WORK TASK -> For this exercise, restate word for word only the lines from the first line of the data to the line containing "<point>456,374</point>".

EXERCISE MATERIALS ->
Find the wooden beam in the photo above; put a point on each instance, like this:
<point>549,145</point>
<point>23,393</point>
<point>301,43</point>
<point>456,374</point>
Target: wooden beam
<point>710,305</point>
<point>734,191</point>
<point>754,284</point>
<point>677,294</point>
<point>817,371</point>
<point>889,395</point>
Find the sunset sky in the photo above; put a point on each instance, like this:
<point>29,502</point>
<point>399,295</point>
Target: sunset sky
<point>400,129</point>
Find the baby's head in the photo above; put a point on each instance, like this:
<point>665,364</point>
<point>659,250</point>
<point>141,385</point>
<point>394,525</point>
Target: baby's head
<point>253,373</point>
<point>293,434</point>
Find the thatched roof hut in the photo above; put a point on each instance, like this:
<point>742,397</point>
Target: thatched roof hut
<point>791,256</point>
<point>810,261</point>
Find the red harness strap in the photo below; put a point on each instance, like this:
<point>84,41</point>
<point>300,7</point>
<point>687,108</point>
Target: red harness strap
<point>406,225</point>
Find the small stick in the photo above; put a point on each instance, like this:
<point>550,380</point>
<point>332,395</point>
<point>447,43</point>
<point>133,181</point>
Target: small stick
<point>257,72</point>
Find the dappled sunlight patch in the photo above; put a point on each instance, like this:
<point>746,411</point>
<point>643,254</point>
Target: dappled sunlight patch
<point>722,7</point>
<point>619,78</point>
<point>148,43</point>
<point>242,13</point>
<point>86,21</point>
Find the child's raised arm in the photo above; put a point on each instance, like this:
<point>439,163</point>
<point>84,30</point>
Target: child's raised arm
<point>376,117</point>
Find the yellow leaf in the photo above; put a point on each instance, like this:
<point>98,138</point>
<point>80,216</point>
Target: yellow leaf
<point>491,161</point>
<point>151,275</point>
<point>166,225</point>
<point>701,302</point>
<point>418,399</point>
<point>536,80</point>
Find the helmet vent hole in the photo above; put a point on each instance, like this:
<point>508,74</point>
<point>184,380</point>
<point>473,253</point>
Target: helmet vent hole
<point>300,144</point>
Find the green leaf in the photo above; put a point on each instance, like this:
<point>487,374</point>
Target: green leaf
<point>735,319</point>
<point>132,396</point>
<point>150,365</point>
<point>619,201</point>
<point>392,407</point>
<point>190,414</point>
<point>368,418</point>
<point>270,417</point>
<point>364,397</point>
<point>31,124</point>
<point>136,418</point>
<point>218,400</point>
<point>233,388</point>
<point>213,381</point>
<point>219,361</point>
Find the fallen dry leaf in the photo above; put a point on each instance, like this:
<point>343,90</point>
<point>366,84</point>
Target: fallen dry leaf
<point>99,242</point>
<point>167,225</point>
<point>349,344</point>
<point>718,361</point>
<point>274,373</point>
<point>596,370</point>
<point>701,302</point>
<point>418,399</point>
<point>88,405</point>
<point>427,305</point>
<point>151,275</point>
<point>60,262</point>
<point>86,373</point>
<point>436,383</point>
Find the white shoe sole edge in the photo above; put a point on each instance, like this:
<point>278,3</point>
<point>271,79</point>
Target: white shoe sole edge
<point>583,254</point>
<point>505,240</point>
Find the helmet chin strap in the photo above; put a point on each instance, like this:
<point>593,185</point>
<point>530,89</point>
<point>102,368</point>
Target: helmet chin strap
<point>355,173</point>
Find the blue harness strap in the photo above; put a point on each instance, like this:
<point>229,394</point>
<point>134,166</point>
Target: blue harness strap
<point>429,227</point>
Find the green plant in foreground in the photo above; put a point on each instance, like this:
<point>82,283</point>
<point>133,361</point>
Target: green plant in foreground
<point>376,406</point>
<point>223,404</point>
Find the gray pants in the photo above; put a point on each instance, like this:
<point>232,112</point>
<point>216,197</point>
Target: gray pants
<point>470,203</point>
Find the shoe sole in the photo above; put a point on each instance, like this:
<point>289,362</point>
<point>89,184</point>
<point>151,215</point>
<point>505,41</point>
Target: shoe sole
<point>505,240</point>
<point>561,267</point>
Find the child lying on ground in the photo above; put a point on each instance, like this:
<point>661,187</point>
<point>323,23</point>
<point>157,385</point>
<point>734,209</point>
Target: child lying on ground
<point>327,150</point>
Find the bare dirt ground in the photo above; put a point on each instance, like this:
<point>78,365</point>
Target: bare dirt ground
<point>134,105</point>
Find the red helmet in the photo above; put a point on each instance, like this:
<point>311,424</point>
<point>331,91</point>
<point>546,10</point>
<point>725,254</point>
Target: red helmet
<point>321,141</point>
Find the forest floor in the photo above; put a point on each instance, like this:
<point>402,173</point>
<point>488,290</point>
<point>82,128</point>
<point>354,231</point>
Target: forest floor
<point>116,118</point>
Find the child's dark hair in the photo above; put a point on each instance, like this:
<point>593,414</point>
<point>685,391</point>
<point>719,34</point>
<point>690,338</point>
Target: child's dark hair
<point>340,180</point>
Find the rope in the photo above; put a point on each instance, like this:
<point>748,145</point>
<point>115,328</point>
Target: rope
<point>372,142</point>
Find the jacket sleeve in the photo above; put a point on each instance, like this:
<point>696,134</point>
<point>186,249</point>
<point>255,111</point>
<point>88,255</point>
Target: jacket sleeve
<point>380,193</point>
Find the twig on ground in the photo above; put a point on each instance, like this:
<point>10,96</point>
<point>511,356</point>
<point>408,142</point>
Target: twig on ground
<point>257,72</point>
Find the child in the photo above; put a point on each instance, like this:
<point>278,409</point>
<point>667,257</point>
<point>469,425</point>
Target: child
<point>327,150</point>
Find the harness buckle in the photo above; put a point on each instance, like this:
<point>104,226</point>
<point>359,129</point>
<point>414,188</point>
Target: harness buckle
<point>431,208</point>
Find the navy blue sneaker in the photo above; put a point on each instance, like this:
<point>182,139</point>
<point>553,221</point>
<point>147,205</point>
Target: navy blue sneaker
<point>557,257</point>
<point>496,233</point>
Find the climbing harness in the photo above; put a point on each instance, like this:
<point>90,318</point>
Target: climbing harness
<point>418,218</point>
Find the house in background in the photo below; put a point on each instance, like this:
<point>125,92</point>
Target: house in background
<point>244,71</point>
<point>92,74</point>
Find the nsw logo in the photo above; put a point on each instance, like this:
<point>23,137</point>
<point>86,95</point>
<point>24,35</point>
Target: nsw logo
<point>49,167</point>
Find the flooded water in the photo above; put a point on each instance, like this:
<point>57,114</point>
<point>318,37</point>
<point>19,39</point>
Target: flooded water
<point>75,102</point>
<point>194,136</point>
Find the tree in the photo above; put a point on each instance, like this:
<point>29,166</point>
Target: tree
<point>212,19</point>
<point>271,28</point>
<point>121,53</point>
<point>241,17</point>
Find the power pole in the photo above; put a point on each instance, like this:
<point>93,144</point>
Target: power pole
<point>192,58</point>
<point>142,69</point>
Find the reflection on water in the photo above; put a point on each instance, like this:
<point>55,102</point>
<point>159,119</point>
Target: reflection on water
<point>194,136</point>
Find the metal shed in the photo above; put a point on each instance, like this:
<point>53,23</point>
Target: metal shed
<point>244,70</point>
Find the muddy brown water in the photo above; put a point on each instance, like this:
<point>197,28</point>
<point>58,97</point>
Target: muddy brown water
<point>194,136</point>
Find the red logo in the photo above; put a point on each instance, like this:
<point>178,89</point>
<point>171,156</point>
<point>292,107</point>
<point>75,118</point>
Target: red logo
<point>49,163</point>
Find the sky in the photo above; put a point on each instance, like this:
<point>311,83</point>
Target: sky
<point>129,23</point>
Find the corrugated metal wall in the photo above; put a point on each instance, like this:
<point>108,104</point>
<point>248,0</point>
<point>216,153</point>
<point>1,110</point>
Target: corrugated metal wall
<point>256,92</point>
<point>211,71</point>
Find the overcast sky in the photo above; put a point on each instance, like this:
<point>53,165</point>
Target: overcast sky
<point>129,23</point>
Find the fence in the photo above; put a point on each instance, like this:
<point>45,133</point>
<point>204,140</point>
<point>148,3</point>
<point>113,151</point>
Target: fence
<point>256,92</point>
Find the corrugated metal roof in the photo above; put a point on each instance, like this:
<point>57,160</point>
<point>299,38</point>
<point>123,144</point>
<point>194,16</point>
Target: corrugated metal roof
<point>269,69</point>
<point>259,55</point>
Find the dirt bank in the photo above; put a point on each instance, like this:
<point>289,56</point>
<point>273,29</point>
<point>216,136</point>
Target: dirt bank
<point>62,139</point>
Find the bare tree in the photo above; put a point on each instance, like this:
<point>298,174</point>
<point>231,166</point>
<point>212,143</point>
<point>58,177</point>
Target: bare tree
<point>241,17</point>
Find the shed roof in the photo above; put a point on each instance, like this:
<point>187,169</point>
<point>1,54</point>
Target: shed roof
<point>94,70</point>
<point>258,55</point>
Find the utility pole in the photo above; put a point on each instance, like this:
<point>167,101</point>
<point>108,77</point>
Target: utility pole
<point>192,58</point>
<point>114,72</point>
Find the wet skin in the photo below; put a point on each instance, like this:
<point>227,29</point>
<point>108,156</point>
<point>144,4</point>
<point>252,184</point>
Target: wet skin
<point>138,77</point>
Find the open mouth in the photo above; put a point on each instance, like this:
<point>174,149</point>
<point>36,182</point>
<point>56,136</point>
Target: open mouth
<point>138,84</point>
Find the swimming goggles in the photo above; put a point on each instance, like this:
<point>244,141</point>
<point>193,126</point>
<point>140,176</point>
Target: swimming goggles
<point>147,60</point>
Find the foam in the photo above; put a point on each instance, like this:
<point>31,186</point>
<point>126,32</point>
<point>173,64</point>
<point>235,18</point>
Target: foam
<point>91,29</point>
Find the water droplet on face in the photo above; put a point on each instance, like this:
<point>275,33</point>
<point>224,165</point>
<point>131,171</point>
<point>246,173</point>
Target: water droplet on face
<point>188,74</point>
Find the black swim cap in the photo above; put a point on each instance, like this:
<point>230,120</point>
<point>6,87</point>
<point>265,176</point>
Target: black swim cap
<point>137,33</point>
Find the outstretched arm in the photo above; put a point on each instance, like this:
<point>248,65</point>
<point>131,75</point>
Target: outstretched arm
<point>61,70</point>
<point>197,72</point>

FINISHED TASK ->
Find the wooden beam in the photo above; put a point on each instance, like this:
<point>549,145</point>
<point>23,393</point>
<point>301,43</point>
<point>456,374</point>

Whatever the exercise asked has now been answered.